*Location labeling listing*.
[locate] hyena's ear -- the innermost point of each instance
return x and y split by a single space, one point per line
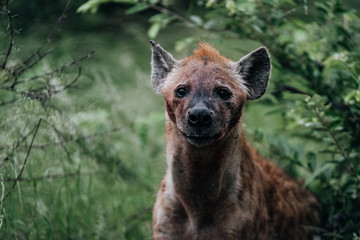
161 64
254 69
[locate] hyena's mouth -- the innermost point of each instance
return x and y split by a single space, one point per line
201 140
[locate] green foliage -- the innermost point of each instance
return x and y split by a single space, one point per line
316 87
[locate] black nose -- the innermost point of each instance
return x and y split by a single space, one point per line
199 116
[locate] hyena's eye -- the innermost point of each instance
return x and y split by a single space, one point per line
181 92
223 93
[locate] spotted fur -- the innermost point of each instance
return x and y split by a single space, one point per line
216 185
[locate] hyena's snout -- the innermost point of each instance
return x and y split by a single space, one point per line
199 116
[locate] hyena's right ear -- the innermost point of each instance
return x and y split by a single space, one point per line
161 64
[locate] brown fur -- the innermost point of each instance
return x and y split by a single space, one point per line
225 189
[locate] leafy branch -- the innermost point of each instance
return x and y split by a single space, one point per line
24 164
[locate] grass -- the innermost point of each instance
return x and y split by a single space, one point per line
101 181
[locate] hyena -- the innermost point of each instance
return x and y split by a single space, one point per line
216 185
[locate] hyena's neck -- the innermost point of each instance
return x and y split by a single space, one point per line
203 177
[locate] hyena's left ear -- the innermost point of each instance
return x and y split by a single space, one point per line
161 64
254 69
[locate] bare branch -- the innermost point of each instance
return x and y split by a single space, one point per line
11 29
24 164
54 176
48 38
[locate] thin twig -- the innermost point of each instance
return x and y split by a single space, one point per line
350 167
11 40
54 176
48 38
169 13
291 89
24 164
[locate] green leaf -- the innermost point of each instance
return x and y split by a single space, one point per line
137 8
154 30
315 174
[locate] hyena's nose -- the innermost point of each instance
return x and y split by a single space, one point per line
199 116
--
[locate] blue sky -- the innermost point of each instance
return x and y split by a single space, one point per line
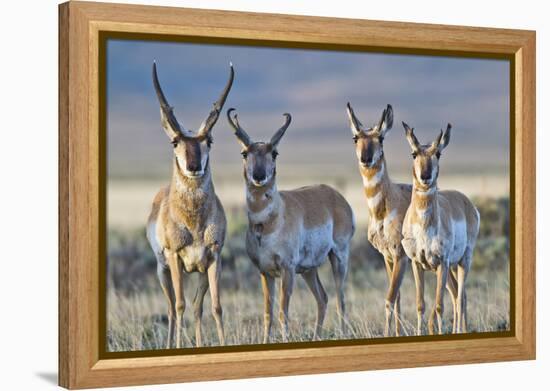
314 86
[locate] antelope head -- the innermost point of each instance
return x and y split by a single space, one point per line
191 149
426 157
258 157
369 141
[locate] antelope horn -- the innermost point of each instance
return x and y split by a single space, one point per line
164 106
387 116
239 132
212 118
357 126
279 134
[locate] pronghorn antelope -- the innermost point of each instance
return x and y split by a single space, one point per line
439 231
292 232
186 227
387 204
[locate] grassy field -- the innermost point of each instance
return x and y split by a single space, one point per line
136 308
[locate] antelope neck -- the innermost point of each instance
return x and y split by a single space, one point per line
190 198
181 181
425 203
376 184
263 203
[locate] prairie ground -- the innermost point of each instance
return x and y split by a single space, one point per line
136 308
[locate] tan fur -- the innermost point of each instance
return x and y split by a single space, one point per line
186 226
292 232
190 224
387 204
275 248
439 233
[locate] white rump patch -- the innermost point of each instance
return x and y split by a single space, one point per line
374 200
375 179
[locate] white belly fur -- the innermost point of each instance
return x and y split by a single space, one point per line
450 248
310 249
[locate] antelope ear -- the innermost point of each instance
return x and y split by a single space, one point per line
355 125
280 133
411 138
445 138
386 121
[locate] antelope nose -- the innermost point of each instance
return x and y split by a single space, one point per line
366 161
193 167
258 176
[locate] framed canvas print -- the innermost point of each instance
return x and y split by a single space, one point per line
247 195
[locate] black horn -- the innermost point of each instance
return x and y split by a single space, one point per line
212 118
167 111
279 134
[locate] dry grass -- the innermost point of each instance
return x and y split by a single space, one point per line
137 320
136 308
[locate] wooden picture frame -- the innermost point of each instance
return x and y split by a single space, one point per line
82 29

*EXERCISE REQUIREMENTS*. Pick out every line of the listing that contains the word "nose" and copy each one. Matching is case-sensitive.

*WRITTEN ANSWER*.
[locate] black nose -- the innermost point of each instance
[locate] hyena's nose -- the innermost point of each instance
[locate] antelope nose -- the innermost point of each instance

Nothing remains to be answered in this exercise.